AIM OF THE EXERCISE.
All records are to be restated exactly, each line as it reads.

Excerpts from a dataset
- Opening Delimiter -
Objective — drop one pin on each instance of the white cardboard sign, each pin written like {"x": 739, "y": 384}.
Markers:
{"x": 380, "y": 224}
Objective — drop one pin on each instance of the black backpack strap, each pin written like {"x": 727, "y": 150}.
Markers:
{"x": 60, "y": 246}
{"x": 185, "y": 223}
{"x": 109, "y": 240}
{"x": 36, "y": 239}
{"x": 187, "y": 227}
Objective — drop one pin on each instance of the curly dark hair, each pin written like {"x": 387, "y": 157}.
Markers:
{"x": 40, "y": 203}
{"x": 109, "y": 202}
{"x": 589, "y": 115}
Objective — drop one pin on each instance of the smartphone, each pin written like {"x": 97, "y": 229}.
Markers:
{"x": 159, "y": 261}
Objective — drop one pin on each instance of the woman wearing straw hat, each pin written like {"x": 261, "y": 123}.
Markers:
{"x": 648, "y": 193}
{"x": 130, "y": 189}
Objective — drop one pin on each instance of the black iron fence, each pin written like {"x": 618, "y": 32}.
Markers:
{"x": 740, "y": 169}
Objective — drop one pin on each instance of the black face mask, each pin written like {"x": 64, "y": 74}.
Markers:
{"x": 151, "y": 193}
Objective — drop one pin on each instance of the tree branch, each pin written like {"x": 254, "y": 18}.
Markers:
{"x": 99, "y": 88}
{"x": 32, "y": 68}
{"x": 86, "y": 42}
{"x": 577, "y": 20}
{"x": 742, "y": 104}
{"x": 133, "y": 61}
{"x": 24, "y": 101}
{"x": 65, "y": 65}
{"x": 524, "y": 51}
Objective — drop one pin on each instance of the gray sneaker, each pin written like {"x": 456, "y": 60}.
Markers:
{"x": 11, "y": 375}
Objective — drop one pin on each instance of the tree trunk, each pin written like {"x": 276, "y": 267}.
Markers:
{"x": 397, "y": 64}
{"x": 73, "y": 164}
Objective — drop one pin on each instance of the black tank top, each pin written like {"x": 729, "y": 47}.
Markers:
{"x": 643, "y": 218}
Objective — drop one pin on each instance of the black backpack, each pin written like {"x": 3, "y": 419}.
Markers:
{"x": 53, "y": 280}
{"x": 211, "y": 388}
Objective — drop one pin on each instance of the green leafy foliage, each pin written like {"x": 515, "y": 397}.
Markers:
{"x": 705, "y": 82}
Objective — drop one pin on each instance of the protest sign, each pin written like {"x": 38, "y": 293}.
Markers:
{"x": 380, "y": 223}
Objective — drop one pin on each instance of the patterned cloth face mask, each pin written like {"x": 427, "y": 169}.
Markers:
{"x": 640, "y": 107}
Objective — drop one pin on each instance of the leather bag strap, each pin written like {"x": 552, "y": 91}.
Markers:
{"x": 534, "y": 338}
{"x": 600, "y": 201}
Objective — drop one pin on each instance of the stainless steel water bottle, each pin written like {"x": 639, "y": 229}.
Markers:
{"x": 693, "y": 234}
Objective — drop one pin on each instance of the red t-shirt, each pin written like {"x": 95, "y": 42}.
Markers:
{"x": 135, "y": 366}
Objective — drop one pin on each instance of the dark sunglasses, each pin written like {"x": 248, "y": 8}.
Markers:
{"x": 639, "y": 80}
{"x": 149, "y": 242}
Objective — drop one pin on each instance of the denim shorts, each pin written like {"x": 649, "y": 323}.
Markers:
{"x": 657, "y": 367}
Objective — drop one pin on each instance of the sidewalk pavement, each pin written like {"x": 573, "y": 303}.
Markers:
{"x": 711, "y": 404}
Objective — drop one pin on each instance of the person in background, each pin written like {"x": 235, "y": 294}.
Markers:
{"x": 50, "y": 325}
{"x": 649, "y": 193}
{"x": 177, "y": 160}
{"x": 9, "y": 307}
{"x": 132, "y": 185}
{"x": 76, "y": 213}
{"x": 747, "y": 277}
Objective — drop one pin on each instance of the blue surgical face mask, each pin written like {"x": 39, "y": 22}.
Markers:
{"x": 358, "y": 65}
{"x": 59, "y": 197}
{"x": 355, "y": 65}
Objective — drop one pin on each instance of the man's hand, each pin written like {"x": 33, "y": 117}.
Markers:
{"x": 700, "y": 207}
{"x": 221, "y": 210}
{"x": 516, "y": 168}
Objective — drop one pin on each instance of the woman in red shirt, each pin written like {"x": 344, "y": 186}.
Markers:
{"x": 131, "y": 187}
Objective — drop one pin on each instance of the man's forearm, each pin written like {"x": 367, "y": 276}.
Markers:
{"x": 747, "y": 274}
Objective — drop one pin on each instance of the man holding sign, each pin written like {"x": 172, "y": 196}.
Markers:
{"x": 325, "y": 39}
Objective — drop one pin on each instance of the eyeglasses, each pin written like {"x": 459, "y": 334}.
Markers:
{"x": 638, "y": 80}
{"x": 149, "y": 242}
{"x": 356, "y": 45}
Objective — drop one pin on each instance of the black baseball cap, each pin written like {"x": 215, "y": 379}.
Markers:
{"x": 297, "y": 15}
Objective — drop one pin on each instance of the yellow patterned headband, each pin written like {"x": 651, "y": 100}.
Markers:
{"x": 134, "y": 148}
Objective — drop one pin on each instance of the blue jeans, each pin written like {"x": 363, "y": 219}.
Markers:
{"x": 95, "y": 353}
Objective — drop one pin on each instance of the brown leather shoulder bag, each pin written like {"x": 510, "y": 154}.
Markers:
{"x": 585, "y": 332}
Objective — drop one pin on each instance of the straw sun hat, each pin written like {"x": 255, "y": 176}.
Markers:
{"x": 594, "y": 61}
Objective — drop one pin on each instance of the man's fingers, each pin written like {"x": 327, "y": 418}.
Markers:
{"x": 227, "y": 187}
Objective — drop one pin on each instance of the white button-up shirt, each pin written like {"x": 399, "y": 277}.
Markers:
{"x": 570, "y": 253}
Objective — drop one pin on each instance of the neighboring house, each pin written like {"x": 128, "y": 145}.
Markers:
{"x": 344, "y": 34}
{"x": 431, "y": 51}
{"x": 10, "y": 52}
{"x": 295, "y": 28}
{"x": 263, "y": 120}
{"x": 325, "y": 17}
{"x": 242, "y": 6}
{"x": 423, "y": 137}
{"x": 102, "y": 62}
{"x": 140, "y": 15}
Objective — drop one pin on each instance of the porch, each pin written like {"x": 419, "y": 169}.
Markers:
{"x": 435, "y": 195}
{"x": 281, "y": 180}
- Closing Delimiter -
SOLUTION BELOW.
Objective — drop one pin on each instance of the white cardboard sign, each pin written like {"x": 739, "y": 384}.
Markers:
{"x": 380, "y": 224}
Objective — drop one pin on each instance of the black backpack strap, each pin written like {"x": 727, "y": 150}.
Markers:
{"x": 60, "y": 246}
{"x": 185, "y": 223}
{"x": 109, "y": 240}
{"x": 36, "y": 239}
{"x": 187, "y": 227}
Objective — drop one pin on each instance of the curly dark hair, each pin written like {"x": 387, "y": 157}.
Markers:
{"x": 40, "y": 203}
{"x": 109, "y": 202}
{"x": 589, "y": 115}
Objective — drop one pin on each instance of the smartphone, each pin written like {"x": 97, "y": 229}.
Markers:
{"x": 159, "y": 261}
Objective — drop one pin on each instance of the woman wearing straw hat, each pin written like {"x": 261, "y": 123}.
Markers:
{"x": 648, "y": 193}
{"x": 130, "y": 189}
Objective — drop one pin on each instance of the black iron fence, each pin written like {"x": 618, "y": 32}.
Markers:
{"x": 740, "y": 169}
Objective — drop one pin on each instance of the black face mask, each pin written like {"x": 64, "y": 74}.
Markers:
{"x": 151, "y": 193}
Objective — drop one pin on each instance of the tree branch, each pin written like {"x": 254, "y": 18}.
Markers:
{"x": 99, "y": 88}
{"x": 32, "y": 68}
{"x": 86, "y": 42}
{"x": 577, "y": 20}
{"x": 742, "y": 104}
{"x": 133, "y": 61}
{"x": 24, "y": 101}
{"x": 65, "y": 65}
{"x": 524, "y": 51}
Objective — drop one pin on each instance of the gray sneaker, each pin written like {"x": 456, "y": 60}.
Markers:
{"x": 11, "y": 375}
Objective — drop one pin on each instance of the tree trunk, each pin written like {"x": 276, "y": 267}.
Markers:
{"x": 397, "y": 64}
{"x": 73, "y": 164}
Objective — drop one pin on each instance of the black tank top, each pin written like {"x": 729, "y": 47}.
Markers:
{"x": 643, "y": 218}
Objective — drop one pin on each instance of the black backpack, each pin written like {"x": 3, "y": 419}.
Markers:
{"x": 53, "y": 280}
{"x": 211, "y": 388}
Objective — drop one pin on each instance of the green leafy foliage, each pin written like {"x": 515, "y": 397}.
Markers:
{"x": 705, "y": 82}
Objective — drop one pin on each instance of the protest sign, each pin written like {"x": 38, "y": 293}.
Markers:
{"x": 380, "y": 223}
Objective — drop one pin on each instance of the patterned cloth face mask, each pin written like {"x": 427, "y": 169}.
Markers:
{"x": 640, "y": 107}
Objective — drop one pin on each instance of the leather bag strap, each pin written like {"x": 552, "y": 91}.
Markers:
{"x": 534, "y": 338}
{"x": 600, "y": 201}
Objective — drop one pin on each instance of the stainless steel water bottle, each pin written like {"x": 639, "y": 229}.
Markers:
{"x": 693, "y": 234}
Objective — drop one pin on each instance of the red t-shirt, each pin written like {"x": 95, "y": 42}.
Markers:
{"x": 135, "y": 366}
Objective — drop one pin on each instance of the dark sunglasses, each pin written like {"x": 248, "y": 8}.
Markers:
{"x": 639, "y": 80}
{"x": 149, "y": 242}
Objective — drop one pin on each instance of the denim shorts, each pin written like {"x": 649, "y": 323}.
Markers:
{"x": 657, "y": 367}
Objective — drop one pin on each instance of the sidewalk pavement, each pin written like {"x": 573, "y": 303}.
Markers:
{"x": 711, "y": 404}
Objective — drop one pin on each instance of the person in background, each pin written like {"x": 235, "y": 294}.
Markers:
{"x": 50, "y": 325}
{"x": 649, "y": 193}
{"x": 177, "y": 160}
{"x": 9, "y": 307}
{"x": 132, "y": 185}
{"x": 76, "y": 213}
{"x": 747, "y": 277}
Objective — drop one pin on each instance of the blue surgical face mask, each pin written like {"x": 39, "y": 22}.
Markers:
{"x": 358, "y": 65}
{"x": 59, "y": 197}
{"x": 355, "y": 65}
Objective — drop one pin on each instance of the man's hand, each pin written like {"x": 33, "y": 117}.
Markers:
{"x": 700, "y": 207}
{"x": 221, "y": 210}
{"x": 516, "y": 168}
Objective — drop one pin on each instance of the woman in red shirt, each pin written like {"x": 344, "y": 186}.
Markers:
{"x": 131, "y": 187}
Objective — drop one pin on each instance of the man's forearm, each pin written like {"x": 367, "y": 276}.
Markers:
{"x": 747, "y": 274}
Objective — drop one pin on each instance of the man holding sign, each pin written like {"x": 172, "y": 196}.
Markers:
{"x": 325, "y": 39}
Objective — drop one pin on each instance of the eyeglasses, each pin written like {"x": 459, "y": 334}.
Markers:
{"x": 638, "y": 80}
{"x": 149, "y": 242}
{"x": 356, "y": 45}
Objective — drop one pin on each instance of the black baseball cap, each pin written like {"x": 215, "y": 379}.
Markers:
{"x": 297, "y": 15}
Objective — drop one pin on each instance of the yellow patterned headband, each pin written like {"x": 651, "y": 100}.
Markers:
{"x": 134, "y": 148}
Objective — drop one pin on each instance of the blue jeans, each pin written like {"x": 363, "y": 219}.
Markers:
{"x": 95, "y": 353}
Objective — drop one pin on each instance of the brown leather shoulder bag, each pin written like {"x": 510, "y": 154}.
Markers:
{"x": 585, "y": 332}
Objective — drop one pin on each instance of the straw sun hat, each pin written like {"x": 255, "y": 176}.
Markers:
{"x": 594, "y": 61}
Objective — drop one pin on each instance of the man's fingers, each pin written like {"x": 327, "y": 418}.
Markers:
{"x": 227, "y": 187}
Objective — drop one pin on each instance of the white button-up shirt, each pin written like {"x": 399, "y": 277}.
Markers:
{"x": 570, "y": 253}
Objective — drop one pin on each instance of the neighboring house, each pin written like {"x": 128, "y": 145}.
Markers:
{"x": 344, "y": 34}
{"x": 431, "y": 51}
{"x": 10, "y": 52}
{"x": 295, "y": 28}
{"x": 263, "y": 120}
{"x": 325, "y": 17}
{"x": 242, "y": 6}
{"x": 423, "y": 137}
{"x": 102, "y": 62}
{"x": 140, "y": 15}
Objective — drop one pin on each instance of the porch, each pin written like {"x": 419, "y": 169}.
Markers:
{"x": 435, "y": 195}
{"x": 281, "y": 180}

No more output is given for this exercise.